#### SET OF TASKS
- 1) In the code excerpt below, rewrite the paragraph beginning "All street names in exact or approximate alignment" as a bulleted list that keeps its main facts.
- 2) Using the code excerpt below, answer these questions:
(a) Which board issues the special use permit for a day-care home caring for more than four children?
(b) Which body reviews street names before the Board establishes them?
(c) Which official may retire street names or disallow certain spellings?
- 3) Translate this sentence from the code excerpt below into Spanish: "Names of private and public streets and rights-of-way shall be established by the Board after review by the Planning and Zoning Commission."

Day-care homes, except that the care provided to more than four (4) children but not more than ten (10) children shall be subject to a special use permit issued by the Board of Adjustment and a valid day-care License for such home issued by the State of Missouri.
j. 
Barbershops and beauty parlors.
5. 
Particular Home Occupations Prohibited. Permitted home occupations shall in no event include the following (list is illustrative only and not intended to be exhaustive of prohibited home occupational activities):
a. 
Funeral homes.
b. 
Nursery schools, unless specifically permitted by the district regulations.
c. 
Restaurants.
d. 
Small grocery stores.
e. 
Stables or kennels.
f. 
Tourist homes, unless specifically permitted by the district regulations.
g. 
Renting of trailers or equipment.
h. 
Animal kennels or hospitals.
i. 
Auto and other vehicle repair.
[Ord. No. 3764, 8-9-2022]
A. 
Street names shall be easy to read and pronounce so that the public, and children in particular, can manage the name in emergency situations.
B. 
All street names in exact or approximate alignment with existing named streets shall bear the names of such existing named street. All other street names shall be assigned names which do not conflict with names of existing streets within the 911 dispatch area. The City of Bolivar shall establish and assign street address numbers in accordance to the grid system.
C. 
Names of private and public streets and rights-of-way shall be established by the Board after review by the Planning and Zoning Commission.
D. 
It shall be unlawful for any owner or occupant of any structure or parcel to which an official public or private street name has been assigned to use any other name or temporary name.
E. 
The City Administrator shall cause signs to be erected to mark the locations of public and private streets. Private street name signs shall be different in color from those used on public streets, or marked as a private drive.
F. 
The City Administrator may retire street names or disallow certain spellings, due to overuse or if proposed use of a particular name or spelling would be confusing. The list of retired street names shall be published in the guidelines.
[Ord. No. 3764, 8-9-2022]
A. 
The process to change the name of a street, public right-of-way or private street shall be as outlined in this Section.
1.

#### EXERCISE DATA
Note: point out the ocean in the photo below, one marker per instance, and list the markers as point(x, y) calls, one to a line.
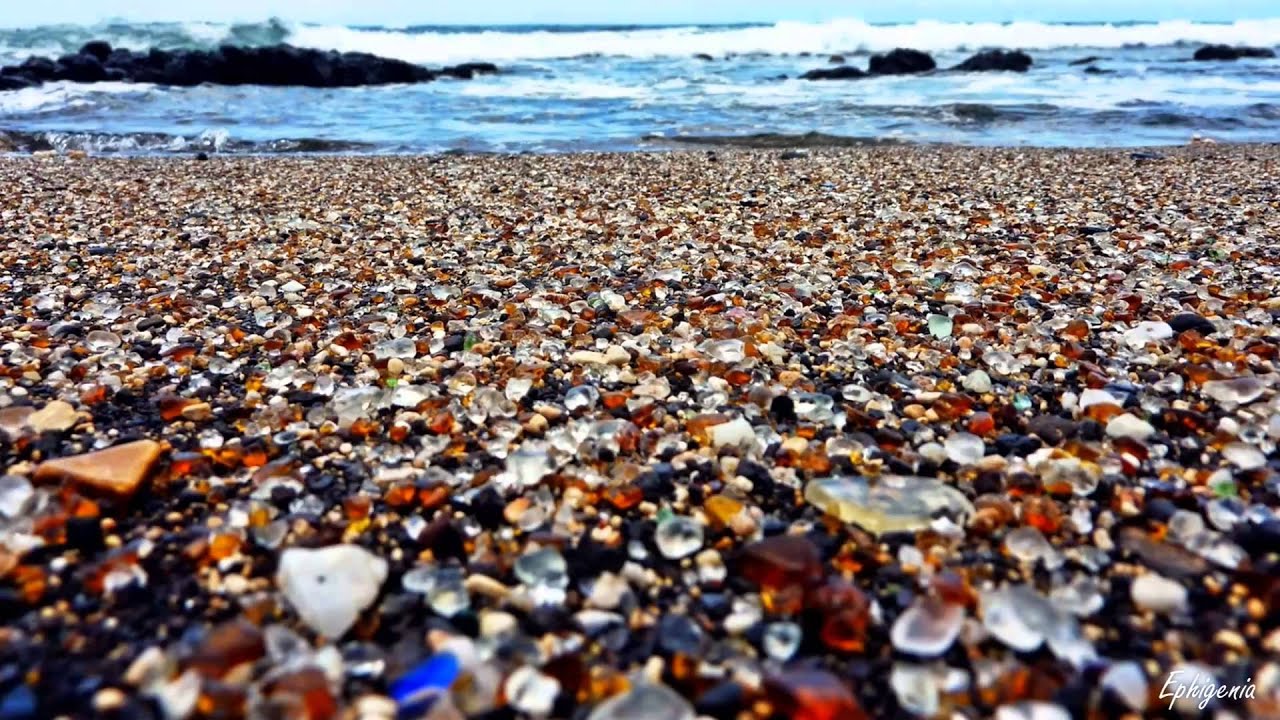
point(568, 89)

#### RESULTS
- 1)
- Streets that line up exactly or approximately with an existing named street take that street's name.
- All other streets get names that do not conflict with existing street names in the 911 dispatch area.
- The City of Bolivar sets and assigns street address numbers according to the grid system.

- 2)
(a) The Board of Adjustment
(b) The Planning and Zoning Commission
(c) The City Administrator

- 3) Los nombres de las calles privadas y públicas y de los derechos de paso serán establecidos por la Junta tras su revisión por la Comisión de Planificación y Zonificación.